Koh Lanta II Old Town - I fell in love

प्रकाशित कीता: 15.04.2018

When we wake up the next morning, we feel a little tired. The long evening before was exhausting and the schedule for the day is also tight. We have to check out of the resort by 12 o'clock. Then we have to walk through Koh Lanta with our full luggage and look for a new place to sleep. After a refreshing shower, we stroll to breakfast. A short time later, we find ourselves in the beautiful bungalow again, packing our backpacks, which are getting heavier and heavier due to numerous souvenirs. Time passes quickly and then it's time to say goodbye to this beautiful, idyllic resort.

We walk to the nearest ATM and anxiously stare at the screen: the Visa card is working! After a few jumps of joy, we walk back towards the Blue Moon Beach Bar, as we have read and heard a lot of good things about a French bakery nearby, on the internet and on the recommendation of Ingrid and Pepe. As we approach the Blue Moon Beach Bar, we can already see a sign with the French flag from a distance. The restaurant, which is open from all sides, makes a good first impression. Thais continuously bake baguettes, chocolate croissants, and pizza in a stone oven. We order a watermelon shake and a chocolate croissant and DAMN! it tastes delicious! You have to know that good bread is a real rarity in Thailand, as mainly sandwich bread (white bread) is available here.
While snacking, we browse through various accommodations on the internet and decide to visit one afterwards.

++++++++++

To be done:
A – In the Koh Lanta travel account, what do the bakers use to bake the baguettes, chocolate croissants, and pizza?
B – Transcribe the Koh Lanta travel account, everything from "We walk to the" down to "visit one afterwards.".
C – Pick up the Koh Lanta travel account after its final sentence and keep writing.

++++++++++

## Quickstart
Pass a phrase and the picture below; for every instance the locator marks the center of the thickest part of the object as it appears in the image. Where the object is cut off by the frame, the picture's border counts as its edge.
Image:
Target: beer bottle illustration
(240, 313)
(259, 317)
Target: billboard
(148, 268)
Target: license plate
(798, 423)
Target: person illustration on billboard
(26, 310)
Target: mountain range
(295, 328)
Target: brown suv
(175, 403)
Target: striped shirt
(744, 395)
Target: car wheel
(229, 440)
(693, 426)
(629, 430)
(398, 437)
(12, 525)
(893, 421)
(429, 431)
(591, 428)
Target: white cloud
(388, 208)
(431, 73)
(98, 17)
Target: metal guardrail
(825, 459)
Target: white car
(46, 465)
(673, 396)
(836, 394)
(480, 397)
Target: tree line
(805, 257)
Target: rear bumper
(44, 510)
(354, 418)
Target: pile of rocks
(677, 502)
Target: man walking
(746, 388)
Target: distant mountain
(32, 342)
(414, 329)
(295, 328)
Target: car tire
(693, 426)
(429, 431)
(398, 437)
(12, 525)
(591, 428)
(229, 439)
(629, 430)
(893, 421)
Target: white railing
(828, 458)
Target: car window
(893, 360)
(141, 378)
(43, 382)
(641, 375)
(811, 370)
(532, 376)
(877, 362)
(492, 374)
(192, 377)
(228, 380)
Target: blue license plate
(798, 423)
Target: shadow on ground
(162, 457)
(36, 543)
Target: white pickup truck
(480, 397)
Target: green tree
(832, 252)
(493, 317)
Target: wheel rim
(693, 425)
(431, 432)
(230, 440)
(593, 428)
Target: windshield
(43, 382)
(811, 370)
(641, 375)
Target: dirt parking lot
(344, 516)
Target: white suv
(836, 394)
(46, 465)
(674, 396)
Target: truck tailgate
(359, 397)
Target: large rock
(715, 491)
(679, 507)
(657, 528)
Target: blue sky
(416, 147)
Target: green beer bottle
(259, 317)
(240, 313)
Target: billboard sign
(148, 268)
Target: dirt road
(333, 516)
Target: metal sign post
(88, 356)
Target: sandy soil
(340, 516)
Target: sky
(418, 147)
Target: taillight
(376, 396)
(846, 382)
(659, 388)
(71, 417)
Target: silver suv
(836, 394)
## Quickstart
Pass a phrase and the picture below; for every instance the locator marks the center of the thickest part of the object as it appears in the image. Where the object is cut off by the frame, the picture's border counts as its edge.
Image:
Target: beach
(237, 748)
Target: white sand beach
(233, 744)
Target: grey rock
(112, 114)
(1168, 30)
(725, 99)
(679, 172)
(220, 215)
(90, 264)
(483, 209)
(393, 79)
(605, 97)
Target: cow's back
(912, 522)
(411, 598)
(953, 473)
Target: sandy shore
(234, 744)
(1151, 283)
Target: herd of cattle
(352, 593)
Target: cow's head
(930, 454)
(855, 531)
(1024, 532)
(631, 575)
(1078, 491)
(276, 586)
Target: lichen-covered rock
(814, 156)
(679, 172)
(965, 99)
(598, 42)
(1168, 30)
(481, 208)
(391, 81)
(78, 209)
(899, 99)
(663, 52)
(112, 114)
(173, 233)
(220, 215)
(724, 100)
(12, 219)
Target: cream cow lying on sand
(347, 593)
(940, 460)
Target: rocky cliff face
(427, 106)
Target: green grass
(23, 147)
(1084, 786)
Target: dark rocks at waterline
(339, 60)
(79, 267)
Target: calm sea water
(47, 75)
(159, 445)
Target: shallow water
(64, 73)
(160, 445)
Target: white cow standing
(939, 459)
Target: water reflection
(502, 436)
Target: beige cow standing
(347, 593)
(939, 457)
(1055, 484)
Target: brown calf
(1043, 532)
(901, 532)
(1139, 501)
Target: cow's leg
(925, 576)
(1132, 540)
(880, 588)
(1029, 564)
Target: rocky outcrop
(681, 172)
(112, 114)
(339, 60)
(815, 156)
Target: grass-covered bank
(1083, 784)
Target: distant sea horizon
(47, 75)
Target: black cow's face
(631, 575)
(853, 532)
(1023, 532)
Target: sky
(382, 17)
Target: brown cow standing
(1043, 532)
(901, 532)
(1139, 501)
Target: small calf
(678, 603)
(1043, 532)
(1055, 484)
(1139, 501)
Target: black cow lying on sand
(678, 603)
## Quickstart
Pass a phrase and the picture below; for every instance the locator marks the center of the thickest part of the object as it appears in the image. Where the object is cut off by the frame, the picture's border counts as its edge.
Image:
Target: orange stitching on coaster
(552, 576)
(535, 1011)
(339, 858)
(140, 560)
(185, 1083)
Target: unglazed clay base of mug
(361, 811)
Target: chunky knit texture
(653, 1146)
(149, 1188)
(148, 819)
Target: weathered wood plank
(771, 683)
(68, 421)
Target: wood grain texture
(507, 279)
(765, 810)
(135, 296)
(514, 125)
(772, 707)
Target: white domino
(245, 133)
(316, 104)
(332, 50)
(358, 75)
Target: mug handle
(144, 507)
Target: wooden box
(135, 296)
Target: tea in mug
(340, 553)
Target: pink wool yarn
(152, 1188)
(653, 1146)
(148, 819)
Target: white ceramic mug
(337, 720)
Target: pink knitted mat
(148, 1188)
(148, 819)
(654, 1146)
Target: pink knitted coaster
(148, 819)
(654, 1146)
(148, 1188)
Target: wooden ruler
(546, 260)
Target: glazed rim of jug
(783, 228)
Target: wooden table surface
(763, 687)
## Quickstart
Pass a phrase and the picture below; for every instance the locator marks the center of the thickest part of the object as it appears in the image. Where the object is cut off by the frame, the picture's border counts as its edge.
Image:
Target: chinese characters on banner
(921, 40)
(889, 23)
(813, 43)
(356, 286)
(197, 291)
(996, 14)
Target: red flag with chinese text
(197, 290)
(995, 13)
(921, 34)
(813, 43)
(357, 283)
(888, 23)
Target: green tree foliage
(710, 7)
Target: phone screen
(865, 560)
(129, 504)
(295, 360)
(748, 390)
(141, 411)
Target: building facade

++++++++++

Task-by-task results:
A – A stone oven.

B –
We walk to the nearest ATM and anxiously stare at the screen: the Visa card is working! After a few jumps of joy, we walk back towards the Blue Moon Beach Bar, as we have read and heard a lot of good things about a French bakery nearby, on the internet and on the recommendation of Ingrid and Pepe. As we approach the Blue Moon Beach Bar, we can already see a sign with the French flag from a distance. The restaurant, which is open from all sides, makes a good first impression. Thais continuously bake baguettes, chocolate croissants, and pizza in a stone oven. We order a watermelon shake and a chocolate croissant and DAMN! it tastes delicious! You have to know that good bread is a real rarity in Thailand, as mainly sandwich bread (white bread) is available here.
While snacking, we browse through various accommodations on the internet and decide to visit one afterwards.

C –
For this, we have to walk all the way back and even further. Almost there, we pass a well-looking hostel with complete wooden cladding. As we take a look inside, the man at the reception already calls out to us: 'We have free rooms'. We take off our shoes and enter to ask about the prices. The Muslim man offers to show us the rooms. We agree and follow him up a staircase to the first floor, which is quasi open on a balcony. The room looks great, once again we have very nice wooden furniture and a raised wooden bed with nicely draped bed linen. The bathroom is completely new and the man explains to us that the hostel only opened in December 2017. Apart from a moldy smell, everything is fine. We take the room to finally arrive somewhere and use the day for something else.

After a second shower (running with 70% humidity and sunshine with 15 kilograms on your back can be really exhausting), we stroll down and visit the 7/11 right next door. Stocked up with water, we call a taxi through the reception and drive to the Old Town, which is 20 minutes away. We immediately agree on a pick-up time and pay later - things are much easier in Thailand.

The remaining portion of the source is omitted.